[Raw data Boundary: Start]

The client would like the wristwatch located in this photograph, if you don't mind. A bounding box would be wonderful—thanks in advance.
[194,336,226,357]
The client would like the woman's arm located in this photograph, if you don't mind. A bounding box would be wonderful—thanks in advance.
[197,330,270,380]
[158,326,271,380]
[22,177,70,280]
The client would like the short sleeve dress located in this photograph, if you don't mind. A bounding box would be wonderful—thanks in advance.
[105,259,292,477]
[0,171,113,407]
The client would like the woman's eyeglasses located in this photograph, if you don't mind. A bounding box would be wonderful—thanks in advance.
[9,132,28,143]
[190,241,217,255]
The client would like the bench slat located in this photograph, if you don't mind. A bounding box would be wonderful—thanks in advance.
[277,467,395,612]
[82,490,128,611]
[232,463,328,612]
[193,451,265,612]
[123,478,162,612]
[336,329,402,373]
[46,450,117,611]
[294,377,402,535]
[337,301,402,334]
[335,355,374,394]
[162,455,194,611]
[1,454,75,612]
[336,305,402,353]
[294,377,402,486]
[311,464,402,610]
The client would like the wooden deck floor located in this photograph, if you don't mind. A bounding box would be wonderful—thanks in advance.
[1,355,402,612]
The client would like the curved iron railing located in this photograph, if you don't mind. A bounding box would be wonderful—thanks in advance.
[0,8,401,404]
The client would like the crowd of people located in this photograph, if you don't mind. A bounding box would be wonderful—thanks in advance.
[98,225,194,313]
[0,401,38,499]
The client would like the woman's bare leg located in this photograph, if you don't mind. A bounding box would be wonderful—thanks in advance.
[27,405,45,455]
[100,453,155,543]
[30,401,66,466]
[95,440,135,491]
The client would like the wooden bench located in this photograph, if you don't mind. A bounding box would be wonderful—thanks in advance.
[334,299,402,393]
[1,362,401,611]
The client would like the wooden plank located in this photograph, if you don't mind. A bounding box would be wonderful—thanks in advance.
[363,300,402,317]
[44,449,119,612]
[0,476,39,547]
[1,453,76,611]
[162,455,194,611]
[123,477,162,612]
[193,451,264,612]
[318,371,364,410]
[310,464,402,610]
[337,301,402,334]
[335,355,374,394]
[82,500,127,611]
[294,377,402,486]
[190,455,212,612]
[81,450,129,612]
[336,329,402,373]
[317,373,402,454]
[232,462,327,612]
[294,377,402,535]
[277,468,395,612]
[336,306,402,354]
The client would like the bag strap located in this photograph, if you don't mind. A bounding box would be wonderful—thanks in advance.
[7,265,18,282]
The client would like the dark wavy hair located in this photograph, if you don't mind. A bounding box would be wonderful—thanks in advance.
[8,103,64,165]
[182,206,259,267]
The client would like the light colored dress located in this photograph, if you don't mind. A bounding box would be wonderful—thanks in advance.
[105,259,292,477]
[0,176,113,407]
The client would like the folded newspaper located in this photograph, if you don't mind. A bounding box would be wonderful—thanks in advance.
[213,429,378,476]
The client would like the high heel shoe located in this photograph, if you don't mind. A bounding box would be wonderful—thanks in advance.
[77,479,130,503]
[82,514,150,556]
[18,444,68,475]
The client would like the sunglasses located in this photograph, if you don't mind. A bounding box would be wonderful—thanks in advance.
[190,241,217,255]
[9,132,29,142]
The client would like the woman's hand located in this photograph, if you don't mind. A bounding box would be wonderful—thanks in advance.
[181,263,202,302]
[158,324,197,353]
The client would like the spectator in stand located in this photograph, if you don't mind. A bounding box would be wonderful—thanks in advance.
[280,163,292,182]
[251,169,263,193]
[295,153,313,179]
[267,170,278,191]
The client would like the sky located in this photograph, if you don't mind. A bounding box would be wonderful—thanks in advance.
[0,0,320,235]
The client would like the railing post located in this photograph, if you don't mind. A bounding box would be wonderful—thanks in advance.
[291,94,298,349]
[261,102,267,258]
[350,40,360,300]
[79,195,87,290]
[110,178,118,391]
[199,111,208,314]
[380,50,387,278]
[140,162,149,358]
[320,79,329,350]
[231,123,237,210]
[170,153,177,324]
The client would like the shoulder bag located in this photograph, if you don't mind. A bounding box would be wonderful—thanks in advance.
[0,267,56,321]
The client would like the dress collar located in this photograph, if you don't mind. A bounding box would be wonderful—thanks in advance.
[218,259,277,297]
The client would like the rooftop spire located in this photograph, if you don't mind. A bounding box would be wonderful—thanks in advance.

[Raw data Boundary: End]

Your assignment. Write out the data a second time, exactly the same.

Answer area.
The client would like the wristwatch located in this photograph, if you don't mind. A bounding box would be wonderful—thanks in advance.
[194,336,226,357]
The client would like the woman's arm located in this photograph, if you don't mind. A bounding box would be wonderful—thanks in advance.
[197,330,270,380]
[158,326,271,380]
[22,177,70,280]
The client would like the short sleeve dress located in this photograph, if you don't mind. A bounding box would be wonderful—thanks in advance.
[105,259,292,477]
[0,171,113,407]
The client would like the woman's eyeglasses located in this photograph, if you don't mind. A bounding box would be wonderful—thanks in advance.
[9,132,28,143]
[190,241,217,255]
The client would like the bench slat located in this photograph, if you don't mind. A bounding box would be wonderful—thanks in advance.
[277,467,395,612]
[82,490,128,611]
[232,463,328,612]
[193,451,265,612]
[123,478,162,612]
[336,329,402,373]
[46,450,117,611]
[294,377,402,535]
[337,301,402,334]
[335,355,374,394]
[162,455,194,611]
[1,454,75,612]
[336,305,402,353]
[294,377,402,486]
[311,464,402,610]
The client would like the wooden deck floor located in this photograph, if you don't mind. A bounding box would be wonderful—thanks in advance.
[1,355,402,612]
The client would like the curved iron railing located in this photograph, if you don't mind. A bounding box would be wonderful—thanks in advance.
[0,8,401,404]
The client would like the crowd of people located in this photograph, if you don't mind. A bounding box would be wonderful—thanks in advance.
[98,225,194,313]
[0,401,38,499]
The client would like the woman's bare leg located in this photograph, if you don't mind. A bounding box would be wonderful—thanks in advance.
[27,405,45,455]
[100,453,155,543]
[30,401,66,466]
[95,440,135,491]
The client would like the wooden bench located in this photograph, if you don't mind. A bounding box would be wonderful—thanks in advance.
[334,299,402,393]
[1,362,401,611]
The client would like the wooden plank located in this photograph, if you don't mind. A bounding box would be wonderful—thanks in advance.
[363,300,402,317]
[44,449,119,612]
[0,476,39,547]
[1,453,76,611]
[162,455,194,611]
[123,477,162,612]
[193,451,264,612]
[318,371,364,410]
[310,464,402,610]
[337,301,402,334]
[335,355,374,394]
[82,500,127,611]
[294,377,402,486]
[190,455,212,612]
[81,450,129,612]
[336,329,402,373]
[317,373,402,454]
[232,462,327,612]
[294,377,402,535]
[277,468,395,612]
[336,306,402,354]
The client would like the bag strap located in this photograph, if you don't mind. A bounding box would be wonderful—thanks in advance.
[7,265,18,282]
The client would like the dark wavy hair located in this photograph, if you don't mind. A bounding box would be wonderful—thanks in advance.
[8,103,64,165]
[182,206,259,267]
The client would like the light colored dress located in this photograph, if you don't mind. A bounding box would be wonderful—thanks in advance.
[105,259,292,477]
[0,176,113,407]
The client would like the folded newspaper located in this photograph, if you don't mind. A bounding box would be wonderful—thanks in advance.
[213,429,378,476]
The client would like the high heel shoe located in this photograph, if you don't mind. A bounding box would be wonderful—thanks in advance.
[77,479,130,503]
[82,514,150,556]
[18,444,68,475]
The client would like the sunglasses located in this photograph, if you don't mind. A bounding box would be wonderful—thanks in advance.
[190,241,217,255]
[9,132,29,142]
The client would like the woman's hand located in this photograph, if you don't mind. A bounding box would be wonderful—thanks in advance.
[181,263,202,302]
[158,324,197,353]
The client would like the spectator in stand located in this photograph, if you don't mind. A bounding box would be wonderful—thanks in advance.
[280,163,292,182]
[251,169,263,193]
[295,153,313,179]
[267,170,278,191]
The client would like the sky located in this photograph, if you don't mind. A bounding box would be wonderful—thanks in advance.
[0,0,320,235]
The client would like the railing post located in this photograph, if you don't mind. A bounding box would be wonderful—thanks in advance.
[291,94,298,349]
[261,102,267,258]
[350,40,360,300]
[79,195,87,290]
[110,178,118,391]
[199,111,208,314]
[380,50,387,278]
[140,162,149,358]
[320,79,329,350]
[231,123,237,210]
[170,153,177,324]
The client would like the shoulder bag located in this photograph, if you don't mind. A bounding box would be wonderful—thanks in advance.
[0,267,56,321]
The client would like the dress collar located in this photograph, if you don't mind. A bounding box would be wonderful—thanks in advance.
[218,259,277,297]
The client would like the rooftop spire located in this photograph, if you don't mind. A bounding box would be wonderful—thanks in advance.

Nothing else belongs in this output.